• **Problem statement**
Copy out the pet-sharing article below, starting at "Share My Pet" and ending at "breed and temperament.", and change each "carers" to "pet sitters".

+++ Quoted text

Sharing pets for play dates

University of Otago lecturer Lesley Smith (left), of St Kilda, and student Lisa Hammersley, of...
University of Otago lecturer Lesley Smith (left), of St Kilda, and student Lisa Hammersley, of North Dunedin, walk dog Ted on the path to Second Beach in St Clair on Saturday. PHOTO: SHAWN MCAVINUE
The founders of a business matching pets and people for play dates visited Dunedin recently.

Share My Pet co-founder Lili Wenzel said she and her husband David Johnson launched the pet sharing website in Nelson about 18 months ago.

The online platform connects pet owners (sharers) and people without pets (carers) and had been compared to a dating site, such as Tinder.

On the site, the carers and pets have profiles.

A pet's profile includes information such as breed and temperament.

Pets profiled on the site included birds, cats, chickens, horses and rabbits.

++++++
+++ Entries shown

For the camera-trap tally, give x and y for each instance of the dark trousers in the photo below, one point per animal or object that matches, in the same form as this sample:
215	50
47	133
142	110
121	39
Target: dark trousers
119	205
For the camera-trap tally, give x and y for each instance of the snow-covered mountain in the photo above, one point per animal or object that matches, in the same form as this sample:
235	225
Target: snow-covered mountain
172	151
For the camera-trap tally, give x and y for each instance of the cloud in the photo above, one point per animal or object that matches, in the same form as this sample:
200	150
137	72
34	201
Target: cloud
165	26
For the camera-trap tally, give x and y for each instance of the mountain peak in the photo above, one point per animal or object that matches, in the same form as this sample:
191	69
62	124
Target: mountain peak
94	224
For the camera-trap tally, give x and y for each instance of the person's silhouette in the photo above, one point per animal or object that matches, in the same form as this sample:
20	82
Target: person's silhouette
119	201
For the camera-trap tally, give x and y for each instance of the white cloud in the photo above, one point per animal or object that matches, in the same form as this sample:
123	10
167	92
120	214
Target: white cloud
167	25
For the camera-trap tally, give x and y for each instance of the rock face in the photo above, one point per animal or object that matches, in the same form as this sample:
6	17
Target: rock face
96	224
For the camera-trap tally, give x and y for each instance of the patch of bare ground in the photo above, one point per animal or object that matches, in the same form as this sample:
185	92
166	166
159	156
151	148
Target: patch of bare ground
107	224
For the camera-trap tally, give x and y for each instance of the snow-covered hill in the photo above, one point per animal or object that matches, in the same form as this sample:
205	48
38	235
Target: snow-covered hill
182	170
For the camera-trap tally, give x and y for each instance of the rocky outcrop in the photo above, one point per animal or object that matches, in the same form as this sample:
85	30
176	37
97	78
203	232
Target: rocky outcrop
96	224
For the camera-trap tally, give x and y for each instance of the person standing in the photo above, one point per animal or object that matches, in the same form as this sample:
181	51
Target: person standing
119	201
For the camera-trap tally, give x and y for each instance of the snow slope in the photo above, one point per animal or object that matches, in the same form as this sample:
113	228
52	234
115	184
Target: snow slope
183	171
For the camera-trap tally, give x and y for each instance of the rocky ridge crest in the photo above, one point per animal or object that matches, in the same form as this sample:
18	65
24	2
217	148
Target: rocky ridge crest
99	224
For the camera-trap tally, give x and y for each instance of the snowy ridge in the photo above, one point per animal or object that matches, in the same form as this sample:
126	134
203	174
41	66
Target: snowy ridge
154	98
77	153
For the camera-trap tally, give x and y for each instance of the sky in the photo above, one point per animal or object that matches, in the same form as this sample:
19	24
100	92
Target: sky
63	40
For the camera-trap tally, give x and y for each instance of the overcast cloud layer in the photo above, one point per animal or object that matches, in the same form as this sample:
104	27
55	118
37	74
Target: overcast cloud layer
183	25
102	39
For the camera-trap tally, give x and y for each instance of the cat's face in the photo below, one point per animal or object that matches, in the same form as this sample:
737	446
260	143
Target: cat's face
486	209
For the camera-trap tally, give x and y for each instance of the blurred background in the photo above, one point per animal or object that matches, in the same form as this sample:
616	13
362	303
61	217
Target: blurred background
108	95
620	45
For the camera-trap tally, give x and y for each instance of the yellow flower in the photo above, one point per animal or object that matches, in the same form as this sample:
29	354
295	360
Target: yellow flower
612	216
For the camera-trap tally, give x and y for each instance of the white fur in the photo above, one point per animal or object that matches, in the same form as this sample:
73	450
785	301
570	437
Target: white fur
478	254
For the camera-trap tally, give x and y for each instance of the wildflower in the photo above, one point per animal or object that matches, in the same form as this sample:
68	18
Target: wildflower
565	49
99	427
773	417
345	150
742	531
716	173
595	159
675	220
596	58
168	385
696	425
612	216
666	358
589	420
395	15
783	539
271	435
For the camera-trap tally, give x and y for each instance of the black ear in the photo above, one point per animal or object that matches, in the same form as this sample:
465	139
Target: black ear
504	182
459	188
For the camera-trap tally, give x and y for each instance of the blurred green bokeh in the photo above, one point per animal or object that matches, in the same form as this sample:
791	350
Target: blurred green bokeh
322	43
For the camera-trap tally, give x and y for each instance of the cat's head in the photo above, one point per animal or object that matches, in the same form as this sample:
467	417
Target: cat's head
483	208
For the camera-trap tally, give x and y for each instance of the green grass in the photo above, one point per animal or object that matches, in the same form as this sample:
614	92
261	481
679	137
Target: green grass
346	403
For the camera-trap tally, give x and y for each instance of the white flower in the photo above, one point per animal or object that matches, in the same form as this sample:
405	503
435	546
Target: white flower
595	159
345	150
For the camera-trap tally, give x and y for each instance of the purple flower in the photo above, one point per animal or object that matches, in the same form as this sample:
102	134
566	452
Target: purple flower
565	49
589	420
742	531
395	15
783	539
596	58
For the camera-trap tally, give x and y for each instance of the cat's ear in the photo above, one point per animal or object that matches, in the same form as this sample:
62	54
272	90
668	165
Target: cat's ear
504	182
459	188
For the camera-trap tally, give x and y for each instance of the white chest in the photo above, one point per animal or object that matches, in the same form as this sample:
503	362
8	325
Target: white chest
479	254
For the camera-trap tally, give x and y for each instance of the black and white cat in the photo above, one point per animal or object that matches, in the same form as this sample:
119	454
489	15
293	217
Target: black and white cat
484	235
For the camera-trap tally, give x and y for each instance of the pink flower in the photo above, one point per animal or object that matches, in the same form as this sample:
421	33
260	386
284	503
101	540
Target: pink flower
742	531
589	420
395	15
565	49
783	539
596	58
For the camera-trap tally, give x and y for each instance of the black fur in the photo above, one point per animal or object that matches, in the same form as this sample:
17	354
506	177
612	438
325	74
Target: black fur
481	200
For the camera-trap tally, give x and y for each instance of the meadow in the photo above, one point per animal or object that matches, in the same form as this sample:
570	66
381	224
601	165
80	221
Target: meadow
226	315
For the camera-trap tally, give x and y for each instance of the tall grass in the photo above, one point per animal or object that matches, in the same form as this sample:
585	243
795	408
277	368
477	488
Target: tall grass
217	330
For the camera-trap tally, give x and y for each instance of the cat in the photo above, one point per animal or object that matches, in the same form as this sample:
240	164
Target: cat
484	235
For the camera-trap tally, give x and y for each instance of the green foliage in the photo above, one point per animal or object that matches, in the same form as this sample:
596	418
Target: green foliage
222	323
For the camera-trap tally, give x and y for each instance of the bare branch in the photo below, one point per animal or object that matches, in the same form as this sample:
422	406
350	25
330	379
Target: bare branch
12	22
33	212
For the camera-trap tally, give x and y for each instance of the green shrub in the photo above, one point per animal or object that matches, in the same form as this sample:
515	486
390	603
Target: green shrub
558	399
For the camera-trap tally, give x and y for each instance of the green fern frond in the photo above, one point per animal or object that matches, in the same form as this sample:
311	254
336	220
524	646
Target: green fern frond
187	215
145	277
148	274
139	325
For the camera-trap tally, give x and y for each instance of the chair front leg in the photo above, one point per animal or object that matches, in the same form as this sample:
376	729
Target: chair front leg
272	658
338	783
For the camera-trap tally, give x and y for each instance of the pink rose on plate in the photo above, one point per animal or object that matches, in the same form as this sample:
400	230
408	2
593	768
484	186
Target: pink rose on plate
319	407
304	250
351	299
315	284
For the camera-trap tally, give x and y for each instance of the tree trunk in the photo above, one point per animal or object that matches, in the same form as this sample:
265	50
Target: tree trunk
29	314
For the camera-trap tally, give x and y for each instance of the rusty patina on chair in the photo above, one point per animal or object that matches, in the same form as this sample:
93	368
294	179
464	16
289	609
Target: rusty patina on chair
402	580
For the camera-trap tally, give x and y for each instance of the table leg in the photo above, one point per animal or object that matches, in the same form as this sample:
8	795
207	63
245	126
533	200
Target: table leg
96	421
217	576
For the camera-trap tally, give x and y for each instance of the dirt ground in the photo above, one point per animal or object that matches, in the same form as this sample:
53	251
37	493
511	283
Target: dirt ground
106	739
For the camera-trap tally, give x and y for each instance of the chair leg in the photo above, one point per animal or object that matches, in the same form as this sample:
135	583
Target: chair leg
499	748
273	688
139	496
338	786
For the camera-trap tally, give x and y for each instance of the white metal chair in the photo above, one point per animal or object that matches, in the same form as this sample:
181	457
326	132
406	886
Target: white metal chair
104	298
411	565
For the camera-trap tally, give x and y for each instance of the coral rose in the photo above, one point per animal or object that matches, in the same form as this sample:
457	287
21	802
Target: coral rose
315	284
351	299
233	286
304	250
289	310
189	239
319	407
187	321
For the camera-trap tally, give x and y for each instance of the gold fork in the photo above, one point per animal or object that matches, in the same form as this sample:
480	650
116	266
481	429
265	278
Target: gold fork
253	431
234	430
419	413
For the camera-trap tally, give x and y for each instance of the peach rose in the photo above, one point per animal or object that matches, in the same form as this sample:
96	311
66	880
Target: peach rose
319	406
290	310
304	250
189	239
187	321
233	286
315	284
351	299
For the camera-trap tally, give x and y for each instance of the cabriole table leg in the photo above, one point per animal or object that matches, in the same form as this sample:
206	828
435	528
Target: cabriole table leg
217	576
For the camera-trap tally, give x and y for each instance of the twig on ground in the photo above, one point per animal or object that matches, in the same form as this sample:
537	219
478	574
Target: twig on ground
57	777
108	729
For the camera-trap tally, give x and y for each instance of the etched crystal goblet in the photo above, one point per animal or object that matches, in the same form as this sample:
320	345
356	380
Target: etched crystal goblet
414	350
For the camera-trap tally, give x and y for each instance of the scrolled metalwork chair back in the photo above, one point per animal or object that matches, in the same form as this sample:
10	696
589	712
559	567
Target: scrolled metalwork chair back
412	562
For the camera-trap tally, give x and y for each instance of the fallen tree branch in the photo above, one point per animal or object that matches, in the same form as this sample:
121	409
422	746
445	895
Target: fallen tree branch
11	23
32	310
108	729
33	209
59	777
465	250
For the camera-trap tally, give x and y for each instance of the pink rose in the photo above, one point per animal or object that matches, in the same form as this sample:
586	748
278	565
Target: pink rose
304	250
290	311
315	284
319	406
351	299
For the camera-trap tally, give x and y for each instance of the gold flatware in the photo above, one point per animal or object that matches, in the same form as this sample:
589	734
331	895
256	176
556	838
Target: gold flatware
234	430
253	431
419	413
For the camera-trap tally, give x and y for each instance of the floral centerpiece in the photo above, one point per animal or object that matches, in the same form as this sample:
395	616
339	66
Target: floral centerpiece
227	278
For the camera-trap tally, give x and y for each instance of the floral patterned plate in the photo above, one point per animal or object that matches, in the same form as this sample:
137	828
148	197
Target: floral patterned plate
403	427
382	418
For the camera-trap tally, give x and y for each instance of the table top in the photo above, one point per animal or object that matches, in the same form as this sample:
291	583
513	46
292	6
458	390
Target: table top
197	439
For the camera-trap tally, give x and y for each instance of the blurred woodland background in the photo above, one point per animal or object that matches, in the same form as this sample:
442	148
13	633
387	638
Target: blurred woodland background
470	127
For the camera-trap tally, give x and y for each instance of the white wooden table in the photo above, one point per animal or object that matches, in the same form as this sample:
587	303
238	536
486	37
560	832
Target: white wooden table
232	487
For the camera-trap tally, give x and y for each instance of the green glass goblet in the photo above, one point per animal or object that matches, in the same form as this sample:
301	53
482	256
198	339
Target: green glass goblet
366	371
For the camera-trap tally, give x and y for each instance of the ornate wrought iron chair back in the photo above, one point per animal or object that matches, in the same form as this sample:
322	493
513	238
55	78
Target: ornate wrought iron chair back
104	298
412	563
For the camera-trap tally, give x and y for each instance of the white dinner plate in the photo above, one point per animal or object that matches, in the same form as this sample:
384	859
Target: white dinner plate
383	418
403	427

++++++

• **Result of this exercise**
Share My Pet co-founder Lili Wenzel said she and her husband David Johnson launched the pet sharing website in Nelson about 18 months ago.

The online platform connects pet owners (sharers) and people without pets (pet sitters) and had been compared to a dating site, such as Tinder.

On the site, the pet sitters and pets have profiles.

A pet's profile includes information such as breed and temperament.